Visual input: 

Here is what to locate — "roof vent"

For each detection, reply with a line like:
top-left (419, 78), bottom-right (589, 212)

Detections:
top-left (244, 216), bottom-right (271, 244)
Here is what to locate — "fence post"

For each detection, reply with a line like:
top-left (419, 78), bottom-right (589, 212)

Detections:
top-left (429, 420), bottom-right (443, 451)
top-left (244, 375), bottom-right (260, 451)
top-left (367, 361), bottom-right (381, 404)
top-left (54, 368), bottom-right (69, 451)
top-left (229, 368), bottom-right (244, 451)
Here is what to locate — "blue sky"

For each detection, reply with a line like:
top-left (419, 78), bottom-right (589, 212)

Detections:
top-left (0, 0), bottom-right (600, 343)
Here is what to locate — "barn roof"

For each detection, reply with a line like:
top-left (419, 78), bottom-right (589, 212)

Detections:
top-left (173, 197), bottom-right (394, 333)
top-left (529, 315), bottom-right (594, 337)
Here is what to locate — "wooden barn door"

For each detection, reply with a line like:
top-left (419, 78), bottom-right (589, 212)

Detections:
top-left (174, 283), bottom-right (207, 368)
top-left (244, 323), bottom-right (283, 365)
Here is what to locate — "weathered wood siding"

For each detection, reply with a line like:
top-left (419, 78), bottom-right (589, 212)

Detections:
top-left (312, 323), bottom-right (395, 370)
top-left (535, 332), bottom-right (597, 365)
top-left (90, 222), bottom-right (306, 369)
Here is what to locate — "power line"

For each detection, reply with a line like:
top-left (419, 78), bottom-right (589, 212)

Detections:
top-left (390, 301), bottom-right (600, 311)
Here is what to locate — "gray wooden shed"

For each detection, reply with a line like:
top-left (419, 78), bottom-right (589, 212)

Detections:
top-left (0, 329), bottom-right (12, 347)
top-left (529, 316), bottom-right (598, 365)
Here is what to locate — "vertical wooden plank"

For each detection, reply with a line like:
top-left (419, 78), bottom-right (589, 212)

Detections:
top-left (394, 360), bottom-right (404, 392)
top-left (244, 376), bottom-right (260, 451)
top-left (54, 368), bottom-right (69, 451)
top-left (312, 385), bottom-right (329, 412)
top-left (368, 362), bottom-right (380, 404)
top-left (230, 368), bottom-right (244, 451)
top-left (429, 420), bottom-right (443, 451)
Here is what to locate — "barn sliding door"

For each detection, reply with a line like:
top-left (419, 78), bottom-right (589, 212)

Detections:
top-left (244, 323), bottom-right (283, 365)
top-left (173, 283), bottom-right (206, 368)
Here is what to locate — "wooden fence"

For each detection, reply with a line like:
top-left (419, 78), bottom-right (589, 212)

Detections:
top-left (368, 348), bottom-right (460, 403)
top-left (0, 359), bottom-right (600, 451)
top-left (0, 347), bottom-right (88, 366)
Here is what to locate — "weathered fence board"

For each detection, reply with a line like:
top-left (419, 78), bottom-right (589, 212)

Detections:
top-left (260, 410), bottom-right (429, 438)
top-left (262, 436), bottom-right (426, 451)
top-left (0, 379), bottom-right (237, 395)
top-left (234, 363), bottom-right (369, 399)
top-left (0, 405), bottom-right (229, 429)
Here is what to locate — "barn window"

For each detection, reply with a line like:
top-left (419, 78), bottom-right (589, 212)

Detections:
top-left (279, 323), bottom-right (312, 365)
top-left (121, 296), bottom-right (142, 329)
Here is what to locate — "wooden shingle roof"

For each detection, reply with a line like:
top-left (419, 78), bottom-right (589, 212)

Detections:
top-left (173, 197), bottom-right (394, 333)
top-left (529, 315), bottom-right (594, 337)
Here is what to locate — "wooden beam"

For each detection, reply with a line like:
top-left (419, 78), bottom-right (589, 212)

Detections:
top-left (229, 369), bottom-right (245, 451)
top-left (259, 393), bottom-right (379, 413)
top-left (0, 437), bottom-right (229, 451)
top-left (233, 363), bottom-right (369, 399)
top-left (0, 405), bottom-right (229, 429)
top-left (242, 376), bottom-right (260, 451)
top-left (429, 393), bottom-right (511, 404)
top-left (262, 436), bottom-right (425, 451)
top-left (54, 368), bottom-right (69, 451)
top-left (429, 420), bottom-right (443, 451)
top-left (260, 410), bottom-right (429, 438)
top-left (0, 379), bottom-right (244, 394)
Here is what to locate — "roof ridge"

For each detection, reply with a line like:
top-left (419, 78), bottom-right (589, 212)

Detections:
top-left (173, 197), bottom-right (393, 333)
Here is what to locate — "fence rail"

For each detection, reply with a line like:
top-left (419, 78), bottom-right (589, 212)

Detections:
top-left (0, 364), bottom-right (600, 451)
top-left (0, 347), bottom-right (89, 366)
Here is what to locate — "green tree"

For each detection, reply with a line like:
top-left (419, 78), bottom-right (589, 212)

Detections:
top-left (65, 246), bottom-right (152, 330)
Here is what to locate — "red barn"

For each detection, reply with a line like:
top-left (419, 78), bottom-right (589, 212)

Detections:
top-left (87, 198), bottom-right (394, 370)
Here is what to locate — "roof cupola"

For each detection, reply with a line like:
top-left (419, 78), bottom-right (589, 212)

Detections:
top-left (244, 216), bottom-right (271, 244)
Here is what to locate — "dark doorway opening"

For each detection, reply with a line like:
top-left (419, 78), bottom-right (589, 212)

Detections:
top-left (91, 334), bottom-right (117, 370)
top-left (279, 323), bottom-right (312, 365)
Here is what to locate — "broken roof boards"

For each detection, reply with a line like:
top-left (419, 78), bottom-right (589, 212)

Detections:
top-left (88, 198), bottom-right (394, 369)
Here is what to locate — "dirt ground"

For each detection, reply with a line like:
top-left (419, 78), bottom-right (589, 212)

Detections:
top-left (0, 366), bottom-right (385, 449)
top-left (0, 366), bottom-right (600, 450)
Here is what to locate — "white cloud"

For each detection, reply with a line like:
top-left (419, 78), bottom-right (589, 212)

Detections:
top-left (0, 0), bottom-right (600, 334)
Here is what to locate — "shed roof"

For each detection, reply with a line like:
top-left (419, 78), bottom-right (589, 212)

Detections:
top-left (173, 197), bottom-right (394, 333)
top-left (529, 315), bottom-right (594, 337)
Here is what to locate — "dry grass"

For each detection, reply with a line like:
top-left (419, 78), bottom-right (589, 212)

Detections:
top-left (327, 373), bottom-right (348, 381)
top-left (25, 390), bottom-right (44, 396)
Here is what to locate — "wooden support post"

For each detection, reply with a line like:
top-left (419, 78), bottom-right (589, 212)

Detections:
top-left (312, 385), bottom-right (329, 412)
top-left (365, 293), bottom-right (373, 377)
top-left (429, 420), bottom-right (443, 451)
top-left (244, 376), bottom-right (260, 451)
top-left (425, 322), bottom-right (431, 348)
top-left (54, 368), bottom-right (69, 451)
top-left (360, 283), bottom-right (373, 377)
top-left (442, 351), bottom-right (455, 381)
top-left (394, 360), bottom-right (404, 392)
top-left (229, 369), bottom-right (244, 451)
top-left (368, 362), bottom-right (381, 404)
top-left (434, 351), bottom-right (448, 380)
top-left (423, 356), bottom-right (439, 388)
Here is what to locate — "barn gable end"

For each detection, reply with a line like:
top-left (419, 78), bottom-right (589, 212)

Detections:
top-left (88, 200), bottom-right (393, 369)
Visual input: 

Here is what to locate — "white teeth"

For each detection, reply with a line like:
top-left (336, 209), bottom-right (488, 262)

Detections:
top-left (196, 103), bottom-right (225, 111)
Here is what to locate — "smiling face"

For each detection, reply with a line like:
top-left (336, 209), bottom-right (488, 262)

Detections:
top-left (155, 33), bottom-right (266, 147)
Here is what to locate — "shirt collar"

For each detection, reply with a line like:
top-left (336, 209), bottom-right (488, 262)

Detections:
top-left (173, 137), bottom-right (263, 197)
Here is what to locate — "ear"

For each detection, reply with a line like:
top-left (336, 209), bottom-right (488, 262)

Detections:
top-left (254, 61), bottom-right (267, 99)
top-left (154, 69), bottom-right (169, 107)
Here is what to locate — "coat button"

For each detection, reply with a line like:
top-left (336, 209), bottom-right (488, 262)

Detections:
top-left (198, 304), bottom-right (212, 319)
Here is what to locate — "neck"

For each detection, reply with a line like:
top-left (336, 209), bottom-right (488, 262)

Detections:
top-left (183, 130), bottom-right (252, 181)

*Objective*
Arrange the lines of the rows above as a Markdown table with the columns "Number" and "Line", beginning at the first line of the rows and continuing through the line containing "top-left (0, 0), bottom-right (600, 343)", both ends included. Leave out the blank lines.

*Response*
| Number | Line |
|---|---|
| 1 | Visual input:  |
| 2 | Here is what to locate — "roof vent" |
| 3 | For each detection, reply with a line like: |
| 4 | top-left (419, 78), bottom-right (589, 212) |
| 5 | Detections: |
| 6 | top-left (244, 216), bottom-right (271, 244) |
| 7 | Here is what to locate — "fence post" |
| 8 | For each detection, reply with a line like: |
| 9 | top-left (419, 78), bottom-right (589, 212) |
| 10 | Detections: |
| 11 | top-left (429, 420), bottom-right (443, 451) |
| 12 | top-left (244, 375), bottom-right (260, 451) |
| 13 | top-left (367, 361), bottom-right (381, 404) |
| 14 | top-left (54, 368), bottom-right (69, 451) |
| 15 | top-left (229, 368), bottom-right (244, 451) |
| 16 | Here is what to locate — "blue sky" |
| 17 | For each detection, reply with a line like: |
| 18 | top-left (419, 78), bottom-right (589, 212) |
| 19 | Detections: |
| 20 | top-left (0, 0), bottom-right (600, 343) |